Exercise directions >> How many lines in the rows below contain the word "Format"? Give only the number.

Data provided >>
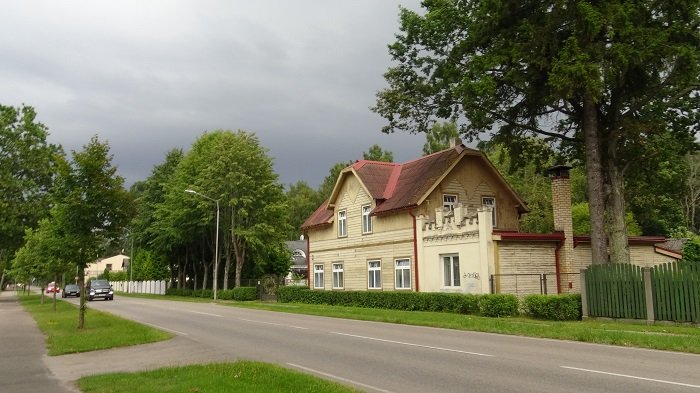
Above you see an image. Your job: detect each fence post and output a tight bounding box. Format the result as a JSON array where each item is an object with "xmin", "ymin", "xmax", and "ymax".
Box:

...

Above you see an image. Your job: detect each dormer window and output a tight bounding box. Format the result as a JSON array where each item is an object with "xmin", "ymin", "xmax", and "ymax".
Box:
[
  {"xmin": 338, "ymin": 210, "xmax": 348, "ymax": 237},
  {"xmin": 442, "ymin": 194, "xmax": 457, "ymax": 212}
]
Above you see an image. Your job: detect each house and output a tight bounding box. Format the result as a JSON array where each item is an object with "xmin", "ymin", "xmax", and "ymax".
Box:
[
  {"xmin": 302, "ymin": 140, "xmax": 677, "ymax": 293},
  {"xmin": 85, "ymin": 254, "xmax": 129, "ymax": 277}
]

==

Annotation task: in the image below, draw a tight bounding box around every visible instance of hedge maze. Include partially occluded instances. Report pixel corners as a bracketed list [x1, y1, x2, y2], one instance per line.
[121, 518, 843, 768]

Response to this exercise >> 3